Bir veri derleminden alınan kayıtlar:
○ ○ ○
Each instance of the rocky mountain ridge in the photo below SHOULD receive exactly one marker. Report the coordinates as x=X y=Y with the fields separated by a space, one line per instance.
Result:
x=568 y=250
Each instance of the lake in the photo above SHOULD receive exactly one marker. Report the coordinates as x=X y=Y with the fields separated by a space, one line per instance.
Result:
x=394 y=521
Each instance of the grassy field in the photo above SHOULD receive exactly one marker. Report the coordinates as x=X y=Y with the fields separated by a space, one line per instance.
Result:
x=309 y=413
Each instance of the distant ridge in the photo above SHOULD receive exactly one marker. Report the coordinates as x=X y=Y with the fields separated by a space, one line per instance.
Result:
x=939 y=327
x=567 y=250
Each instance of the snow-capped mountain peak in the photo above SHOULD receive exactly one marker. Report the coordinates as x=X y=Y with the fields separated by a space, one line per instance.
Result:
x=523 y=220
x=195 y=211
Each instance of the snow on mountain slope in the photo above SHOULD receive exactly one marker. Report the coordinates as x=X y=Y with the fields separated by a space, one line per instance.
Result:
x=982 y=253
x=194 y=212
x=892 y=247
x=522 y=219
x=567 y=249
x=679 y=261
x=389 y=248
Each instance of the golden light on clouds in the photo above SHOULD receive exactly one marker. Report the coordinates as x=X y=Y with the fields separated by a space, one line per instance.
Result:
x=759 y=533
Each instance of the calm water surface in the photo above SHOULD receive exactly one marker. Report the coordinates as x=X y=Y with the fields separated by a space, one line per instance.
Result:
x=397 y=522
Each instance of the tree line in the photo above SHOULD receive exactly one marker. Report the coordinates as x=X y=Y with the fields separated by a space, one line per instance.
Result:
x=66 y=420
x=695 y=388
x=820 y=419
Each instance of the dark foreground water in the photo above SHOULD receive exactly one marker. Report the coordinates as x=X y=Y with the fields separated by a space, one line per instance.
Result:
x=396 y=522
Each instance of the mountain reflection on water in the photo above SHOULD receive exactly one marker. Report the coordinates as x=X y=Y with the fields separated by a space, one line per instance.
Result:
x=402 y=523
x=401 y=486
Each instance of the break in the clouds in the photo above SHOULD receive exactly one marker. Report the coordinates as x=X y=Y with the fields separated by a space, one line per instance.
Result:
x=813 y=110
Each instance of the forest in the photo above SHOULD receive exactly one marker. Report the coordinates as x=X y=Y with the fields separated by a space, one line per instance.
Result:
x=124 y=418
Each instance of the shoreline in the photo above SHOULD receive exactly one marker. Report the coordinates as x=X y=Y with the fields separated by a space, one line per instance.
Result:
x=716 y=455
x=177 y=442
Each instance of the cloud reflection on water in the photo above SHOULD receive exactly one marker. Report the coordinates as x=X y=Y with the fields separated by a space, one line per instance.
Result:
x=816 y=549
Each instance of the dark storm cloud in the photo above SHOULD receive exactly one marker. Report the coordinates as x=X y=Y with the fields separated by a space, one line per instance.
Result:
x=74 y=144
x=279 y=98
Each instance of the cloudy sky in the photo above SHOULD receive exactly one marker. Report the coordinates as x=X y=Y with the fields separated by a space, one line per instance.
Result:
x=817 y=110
○ ○ ○
◆ Görev:
Yukarıdaki kayıtların tamamını, boş satırları dahil etmeden, "No" ve "Satır" adlı iki sütundan oluşan bir Markdown tablosu biçiminde ifade ediniz.

◆ Alıştırma Yanıtı:
| No | Satır |
|---|---|
| 1 | Each instance of the rocky mountain ridge in the photo below SHOULD receive exactly one marker. Report the coordinates as x=X y=Y with the fields separated by a space, one line per instance. |
| 2 | Result: |
| 3 | x=568 y=250 |
| 4 | Each instance of the lake in the photo above SHOULD receive exactly one marker. Report the coordinates as x=X y=Y with the fields separated by a space, one line per instance. |
| 5 | Result: |
| 6 | x=394 y=521 |
| 7 | Each instance of the grassy field in the photo above SHOULD receive exactly one marker. Report the coordinates as x=X y=Y with the fields separated by a space, one line per instance. |
| 8 | Result: |
| 9 | x=309 y=413 |
| 10 | Each instance of the distant ridge in the photo above SHOULD receive exactly one marker. Report the coordinates as x=X y=Y with the fields separated by a space, one line per instance. |
| 11 | Result: |
| 12 | x=939 y=327 |
| 13 | x=567 y=250 |
| 14 | Each instance of the snow-capped mountain peak in the photo above SHOULD receive exactly one marker. Report the coordinates as x=X y=Y with the fields separated by a space, one line per instance. |
| 15 | Result: |
| 16 | x=523 y=220 |
| 17 | x=195 y=211 |
| 18 | Each instance of the snow on mountain slope in the photo above SHOULD receive exactly one marker. Report the coordinates as x=X y=Y with the fields separated by a space, one line per instance. |
| 19 | Result: |
| 20 | x=982 y=253 |
| 21 | x=194 y=212 |
| 22 | x=892 y=247 |
| 23 | x=522 y=219 |
| 24 | x=567 y=249 |
| 25 | x=679 y=261 |
| 26 | x=389 y=248 |
| 27 | Each instance of the golden light on clouds in the photo above SHOULD receive exactly one marker. Report the coordinates as x=X y=Y with the fields separated by a space, one line per instance. |
| 28 | Result: |
| 29 | x=759 y=533 |
| 30 | Each instance of the calm water surface in the photo above SHOULD receive exactly one marker. Report the coordinates as x=X y=Y with the fields separated by a space, one line per instance. |
| 31 | Result: |
| 32 | x=397 y=522 |
| 33 | Each instance of the tree line in the photo above SHOULD receive exactly one marker. Report the coordinates as x=X y=Y with the fields separated by a space, one line per instance. |
| 34 | Result: |
| 35 | x=66 y=420 |
| 36 | x=695 y=388 |
| 37 | x=820 y=419 |
| 38 | Each instance of the dark foreground water in the photo above SHOULD receive exactly one marker. Report the coordinates as x=X y=Y with the fields separated by a space, one line per instance. |
| 39 | Result: |
| 40 | x=396 y=522 |
| 41 | Each instance of the mountain reflection on water in the photo above SHOULD receive exactly one marker. Report the coordinates as x=X y=Y with the fields separated by a space, one line per instance. |
| 42 | Result: |
| 43 | x=402 y=523 |
| 44 | x=401 y=486 |
| 45 | Each instance of the break in the clouds in the photo above SHOULD receive exactly one marker. Report the coordinates as x=X y=Y with the fields separated by a space, one line per instance. |
| 46 | Result: |
| 47 | x=813 y=110 |
| 48 | Each instance of the forest in the photo above SHOULD receive exactly one marker. Report the coordinates as x=X y=Y with the fields separated by a space, one line per instance. |
| 49 | Result: |
| 50 | x=124 y=418 |
| 51 | Each instance of the shoreline in the photo above SHOULD receive exactly one marker. Report the coordinates as x=X y=Y with the fields separated by a space, one line per instance. |
| 52 | Result: |
| 53 | x=716 y=455 |
| 54 | x=177 y=442 |
| 55 | Each instance of the cloud reflection on water in the photo above SHOULD receive exactly one marker. Report the coordinates as x=X y=Y with the fields separated by a space, one line per instance. |
| 56 | Result: |
| 57 | x=816 y=549 |
| 58 | Each instance of the dark storm cloud in the photo above SHOULD receive exactly one marker. Report the coordinates as x=X y=Y with the fields separated by a space, one line per instance. |
| 59 | Result: |
| 60 | x=74 y=144 |
| 61 | x=279 y=98 |
| 62 | Each instance of the cloudy sky in the photo above SHOULD receive exactly one marker. Report the coordinates as x=X y=Y with the fields separated by a space, one line per instance. |
| 63 | Result: |
| 64 | x=817 y=110 |